▶ [Text section]
* begin *

The Focșani Gate (;  or ) is a militarily and strategically vulnerable area in Romania and NATO. Control of the Focșani Gate allows entry into vast tracts of Romanian territory and several other regions of Europe.

History
The area around the city of Focșani was already recognized as a weak point in Romania back in 1882. In that year, the government of Romania carried out a study to identify all the areas of the country where the terrain was not enough for defense and for engineering work to be taken on these areas to reinforce them. A few years before, Russia, a state then allied to Romania with which it had fought together in the Russo-Turkish War of 1877–1878, had stripped away the region of Southern Bessarabia from Romania, causing tensions between the two countries. Concerns over Romania's defensive capabilities arose, and the studies were performed. To defend the Focșani Gate, the  was built.

The Focșani Gate saw consideration in Hypothesis Z, Romania's war plan for World War I. As Romania faced defeat from the Central Powers, the Romanian Army retreated to the Focșani Gate. Furthermore, important battles for Romania were fought in this area, including the defensive Battle of Mărășești and the offensive Battle of Mărăști, with the important defensive Third Battle of Oituz also having been fought near the Focșani Gate.

* end *

▶ [The tasks]
1/ According to the Focșani Gate text, in what year was the area around Focșani already recognized as a weak point in Romania?
2/ Render this sentence from the Focșani Gate text in Spanish: "The Focșani Gate saw consideration in Hypothesis Z, Romania's war plan for World War I."
3/ Pick up the Focșani Gate text after its final sentence and write the next part.

▶ [Record excerpts]
* begin *

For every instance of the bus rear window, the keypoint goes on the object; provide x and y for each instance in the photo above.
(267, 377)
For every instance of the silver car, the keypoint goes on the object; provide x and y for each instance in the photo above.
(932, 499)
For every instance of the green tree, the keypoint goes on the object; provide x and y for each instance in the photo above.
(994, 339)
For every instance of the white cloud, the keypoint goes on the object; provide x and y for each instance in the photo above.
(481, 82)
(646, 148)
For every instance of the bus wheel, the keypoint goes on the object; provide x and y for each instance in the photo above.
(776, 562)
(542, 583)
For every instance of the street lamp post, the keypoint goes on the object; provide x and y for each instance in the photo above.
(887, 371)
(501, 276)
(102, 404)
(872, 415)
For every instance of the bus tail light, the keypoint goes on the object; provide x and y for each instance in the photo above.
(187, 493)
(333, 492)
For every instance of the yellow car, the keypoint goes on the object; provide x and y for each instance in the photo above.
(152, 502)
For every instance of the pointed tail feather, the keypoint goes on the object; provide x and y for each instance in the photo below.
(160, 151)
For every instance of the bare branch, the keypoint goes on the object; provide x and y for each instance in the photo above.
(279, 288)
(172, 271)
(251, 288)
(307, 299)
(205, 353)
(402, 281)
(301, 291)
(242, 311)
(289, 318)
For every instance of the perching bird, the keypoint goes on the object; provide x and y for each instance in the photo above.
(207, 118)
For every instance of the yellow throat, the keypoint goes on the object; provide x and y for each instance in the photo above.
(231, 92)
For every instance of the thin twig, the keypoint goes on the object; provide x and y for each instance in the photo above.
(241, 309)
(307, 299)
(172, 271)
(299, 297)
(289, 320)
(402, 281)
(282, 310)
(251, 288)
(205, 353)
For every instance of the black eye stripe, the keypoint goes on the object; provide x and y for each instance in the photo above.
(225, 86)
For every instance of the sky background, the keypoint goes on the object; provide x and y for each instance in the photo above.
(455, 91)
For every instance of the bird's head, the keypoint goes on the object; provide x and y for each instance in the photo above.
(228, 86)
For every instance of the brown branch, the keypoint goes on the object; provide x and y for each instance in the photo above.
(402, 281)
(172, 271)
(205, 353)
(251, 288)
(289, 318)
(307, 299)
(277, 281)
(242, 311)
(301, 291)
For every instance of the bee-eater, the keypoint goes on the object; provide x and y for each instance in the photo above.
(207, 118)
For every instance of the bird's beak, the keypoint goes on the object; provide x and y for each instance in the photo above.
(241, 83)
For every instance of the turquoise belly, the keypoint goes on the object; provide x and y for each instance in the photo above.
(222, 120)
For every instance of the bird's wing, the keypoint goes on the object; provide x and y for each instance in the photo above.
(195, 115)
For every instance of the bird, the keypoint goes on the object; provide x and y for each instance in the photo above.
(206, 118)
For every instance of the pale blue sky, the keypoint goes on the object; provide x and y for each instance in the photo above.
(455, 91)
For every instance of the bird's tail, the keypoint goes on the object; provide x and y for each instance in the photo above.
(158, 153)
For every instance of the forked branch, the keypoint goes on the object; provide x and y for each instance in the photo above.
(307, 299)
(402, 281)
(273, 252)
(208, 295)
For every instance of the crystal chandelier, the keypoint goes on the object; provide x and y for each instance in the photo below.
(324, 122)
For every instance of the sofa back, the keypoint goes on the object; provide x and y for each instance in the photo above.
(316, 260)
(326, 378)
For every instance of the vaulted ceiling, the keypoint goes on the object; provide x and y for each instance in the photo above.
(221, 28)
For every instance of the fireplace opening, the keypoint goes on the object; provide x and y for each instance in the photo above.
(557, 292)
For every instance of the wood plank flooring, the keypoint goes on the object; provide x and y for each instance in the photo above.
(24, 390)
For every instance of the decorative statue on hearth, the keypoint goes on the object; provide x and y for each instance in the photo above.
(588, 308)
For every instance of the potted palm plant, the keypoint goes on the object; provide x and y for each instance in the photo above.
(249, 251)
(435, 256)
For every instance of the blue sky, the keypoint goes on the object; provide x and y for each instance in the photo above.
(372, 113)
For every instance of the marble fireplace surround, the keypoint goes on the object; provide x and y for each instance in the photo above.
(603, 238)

* end *

▶ [Answers]
1/ 1882

2/ La Puerta de Focșani fue tenida en cuenta en la Hipótesis Z, el plan de guerra de Rumania para la Primera Guerra Mundial.

3/
The Focșani Gate also played an important role in the Second Jassy–Kishinev offensive during World War II. It was heavily fortified by Nazi Germany-allied Romania during the Axis invasion of the Soviet Union (USSR). Despite this, on 27 August 1944, the Red Army passed through the Focșani Gate and occupied the cities of Izmail, Galați and Focșani, allowing it to spread into the directions of Bucharest, the Black Sea and the Eastern Carpathians. Romania had already withdrawn from the Axis a few days before as a result of this offensive, subsequently being occupied by the Soviet Union and having a communist regime installed.

Present times
Today, the Focșani Gate is one of the most vulnerable strategic points in NATO of which Romania is now a member. It stands as a somewhat disconnected zone because of poor infrastructure, which makes it vulnerable to a potential attack from Russia. In early 2022, serious worries existed over whether or not Russia would invade Ukraine. Such a scenario occurred on 24 February 2022. It has been theorised that a Russian incursion into Ukraine's region of Budjak would put Romania's Focșani Gate and the Danube Delta at risk, which could force Romania to occupy the region. A possible Romanian invasion of Budjak for security purposes has been discussed by other analysts as well.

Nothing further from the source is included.